> **LISTED RECORDS**
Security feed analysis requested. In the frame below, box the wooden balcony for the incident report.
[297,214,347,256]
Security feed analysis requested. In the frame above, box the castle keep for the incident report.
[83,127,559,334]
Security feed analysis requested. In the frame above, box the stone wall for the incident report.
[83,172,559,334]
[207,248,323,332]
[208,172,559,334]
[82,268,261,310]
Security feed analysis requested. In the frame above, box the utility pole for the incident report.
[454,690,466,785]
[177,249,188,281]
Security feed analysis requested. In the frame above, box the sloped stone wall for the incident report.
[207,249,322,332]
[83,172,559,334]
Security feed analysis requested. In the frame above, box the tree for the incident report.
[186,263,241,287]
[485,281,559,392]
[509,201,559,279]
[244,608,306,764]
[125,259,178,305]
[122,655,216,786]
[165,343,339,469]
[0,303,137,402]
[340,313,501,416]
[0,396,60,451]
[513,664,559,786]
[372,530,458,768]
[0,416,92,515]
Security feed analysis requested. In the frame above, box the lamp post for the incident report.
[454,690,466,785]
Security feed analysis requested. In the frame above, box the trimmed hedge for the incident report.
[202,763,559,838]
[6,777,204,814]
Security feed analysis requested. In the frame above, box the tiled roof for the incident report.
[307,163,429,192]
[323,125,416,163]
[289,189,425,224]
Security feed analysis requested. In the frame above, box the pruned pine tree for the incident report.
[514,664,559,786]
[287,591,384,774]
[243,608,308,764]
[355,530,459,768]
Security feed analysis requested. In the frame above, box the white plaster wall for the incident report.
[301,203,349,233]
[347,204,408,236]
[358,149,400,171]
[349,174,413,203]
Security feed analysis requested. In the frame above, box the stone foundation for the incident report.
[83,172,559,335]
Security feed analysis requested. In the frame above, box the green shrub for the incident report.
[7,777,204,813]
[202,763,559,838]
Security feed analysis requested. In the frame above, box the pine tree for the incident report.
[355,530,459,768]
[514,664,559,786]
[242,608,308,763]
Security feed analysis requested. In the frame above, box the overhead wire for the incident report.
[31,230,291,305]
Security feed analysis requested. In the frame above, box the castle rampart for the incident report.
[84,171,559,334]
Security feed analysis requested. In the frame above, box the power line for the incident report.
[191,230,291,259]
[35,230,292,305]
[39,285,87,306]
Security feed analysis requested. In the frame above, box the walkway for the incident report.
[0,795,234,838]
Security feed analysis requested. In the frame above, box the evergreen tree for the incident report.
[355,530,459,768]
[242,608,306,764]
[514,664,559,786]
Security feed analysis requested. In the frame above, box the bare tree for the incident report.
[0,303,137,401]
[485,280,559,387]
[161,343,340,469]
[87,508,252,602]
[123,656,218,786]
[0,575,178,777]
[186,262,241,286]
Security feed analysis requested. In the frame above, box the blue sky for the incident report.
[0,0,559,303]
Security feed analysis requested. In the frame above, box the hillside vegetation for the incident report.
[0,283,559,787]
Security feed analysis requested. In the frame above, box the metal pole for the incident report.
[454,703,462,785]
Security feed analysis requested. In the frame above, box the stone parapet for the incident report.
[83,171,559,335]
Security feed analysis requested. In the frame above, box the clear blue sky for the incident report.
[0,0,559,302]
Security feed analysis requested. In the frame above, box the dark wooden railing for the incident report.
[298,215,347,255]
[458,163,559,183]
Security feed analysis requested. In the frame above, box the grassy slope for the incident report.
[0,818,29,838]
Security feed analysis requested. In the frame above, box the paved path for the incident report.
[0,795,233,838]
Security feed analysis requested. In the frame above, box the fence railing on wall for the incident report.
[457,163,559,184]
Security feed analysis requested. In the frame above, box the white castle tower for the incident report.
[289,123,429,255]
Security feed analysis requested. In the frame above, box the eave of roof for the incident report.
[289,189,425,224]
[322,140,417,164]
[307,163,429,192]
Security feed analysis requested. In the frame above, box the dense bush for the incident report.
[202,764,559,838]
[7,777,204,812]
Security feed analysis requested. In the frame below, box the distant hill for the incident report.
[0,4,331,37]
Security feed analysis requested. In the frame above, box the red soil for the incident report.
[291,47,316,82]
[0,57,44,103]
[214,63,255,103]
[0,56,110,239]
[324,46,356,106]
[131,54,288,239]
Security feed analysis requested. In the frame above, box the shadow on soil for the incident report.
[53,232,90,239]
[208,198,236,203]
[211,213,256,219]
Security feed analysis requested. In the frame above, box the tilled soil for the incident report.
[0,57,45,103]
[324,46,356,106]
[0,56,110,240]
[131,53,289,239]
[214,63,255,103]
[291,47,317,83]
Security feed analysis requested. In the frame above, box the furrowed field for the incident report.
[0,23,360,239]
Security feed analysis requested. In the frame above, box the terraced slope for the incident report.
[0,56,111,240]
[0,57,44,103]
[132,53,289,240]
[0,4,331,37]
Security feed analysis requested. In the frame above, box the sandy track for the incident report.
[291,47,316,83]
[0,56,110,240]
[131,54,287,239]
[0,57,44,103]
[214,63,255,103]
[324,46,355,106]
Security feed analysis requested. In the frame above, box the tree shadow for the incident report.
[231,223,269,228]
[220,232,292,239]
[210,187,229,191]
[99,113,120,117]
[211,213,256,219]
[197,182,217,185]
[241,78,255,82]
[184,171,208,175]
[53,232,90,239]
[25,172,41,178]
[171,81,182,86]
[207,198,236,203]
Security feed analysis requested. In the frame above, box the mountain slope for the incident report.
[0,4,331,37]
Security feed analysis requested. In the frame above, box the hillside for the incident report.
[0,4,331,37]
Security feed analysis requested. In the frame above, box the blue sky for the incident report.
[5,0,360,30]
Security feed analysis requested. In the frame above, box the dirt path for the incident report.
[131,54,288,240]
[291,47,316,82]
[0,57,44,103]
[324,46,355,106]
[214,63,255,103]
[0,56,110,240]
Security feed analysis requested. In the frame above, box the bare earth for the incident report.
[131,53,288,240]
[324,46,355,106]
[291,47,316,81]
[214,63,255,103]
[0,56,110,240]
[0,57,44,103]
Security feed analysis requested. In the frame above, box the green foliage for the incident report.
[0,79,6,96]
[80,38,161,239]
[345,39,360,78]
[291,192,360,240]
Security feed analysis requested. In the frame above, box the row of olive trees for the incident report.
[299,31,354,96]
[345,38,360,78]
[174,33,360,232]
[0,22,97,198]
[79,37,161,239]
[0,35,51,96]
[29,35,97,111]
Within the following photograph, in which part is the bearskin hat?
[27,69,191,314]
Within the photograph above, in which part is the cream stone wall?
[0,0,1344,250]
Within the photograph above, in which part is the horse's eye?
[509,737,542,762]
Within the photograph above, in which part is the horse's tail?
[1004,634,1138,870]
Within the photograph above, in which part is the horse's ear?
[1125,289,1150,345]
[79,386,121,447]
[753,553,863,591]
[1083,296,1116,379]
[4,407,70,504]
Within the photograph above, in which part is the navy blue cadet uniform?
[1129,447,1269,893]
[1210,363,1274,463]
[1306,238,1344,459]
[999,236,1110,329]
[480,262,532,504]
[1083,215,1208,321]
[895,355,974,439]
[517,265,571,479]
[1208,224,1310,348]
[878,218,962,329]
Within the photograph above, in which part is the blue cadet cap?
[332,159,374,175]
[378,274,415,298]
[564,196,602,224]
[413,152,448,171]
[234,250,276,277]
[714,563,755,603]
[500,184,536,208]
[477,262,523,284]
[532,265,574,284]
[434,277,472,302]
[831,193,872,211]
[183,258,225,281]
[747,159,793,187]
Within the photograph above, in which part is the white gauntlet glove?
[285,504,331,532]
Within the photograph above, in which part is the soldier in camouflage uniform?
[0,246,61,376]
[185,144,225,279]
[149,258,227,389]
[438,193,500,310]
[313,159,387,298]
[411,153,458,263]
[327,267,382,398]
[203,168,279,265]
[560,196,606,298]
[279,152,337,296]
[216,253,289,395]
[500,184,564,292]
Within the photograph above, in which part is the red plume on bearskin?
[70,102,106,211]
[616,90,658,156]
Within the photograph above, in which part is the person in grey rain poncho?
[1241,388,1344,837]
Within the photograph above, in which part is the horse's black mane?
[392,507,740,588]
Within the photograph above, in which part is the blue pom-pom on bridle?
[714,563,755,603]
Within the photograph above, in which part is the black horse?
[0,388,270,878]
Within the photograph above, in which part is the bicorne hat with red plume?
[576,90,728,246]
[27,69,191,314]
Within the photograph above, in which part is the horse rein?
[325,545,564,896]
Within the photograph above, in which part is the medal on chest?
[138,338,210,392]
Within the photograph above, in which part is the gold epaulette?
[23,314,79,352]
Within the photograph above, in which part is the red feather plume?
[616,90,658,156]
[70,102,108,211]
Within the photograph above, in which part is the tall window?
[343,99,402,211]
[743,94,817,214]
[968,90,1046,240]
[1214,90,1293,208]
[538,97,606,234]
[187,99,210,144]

> **SHORT PROBLEM**
How many of the lines above contain the word "horse"? Reply with the number alone.

> **THE COMPLETED TASK**
6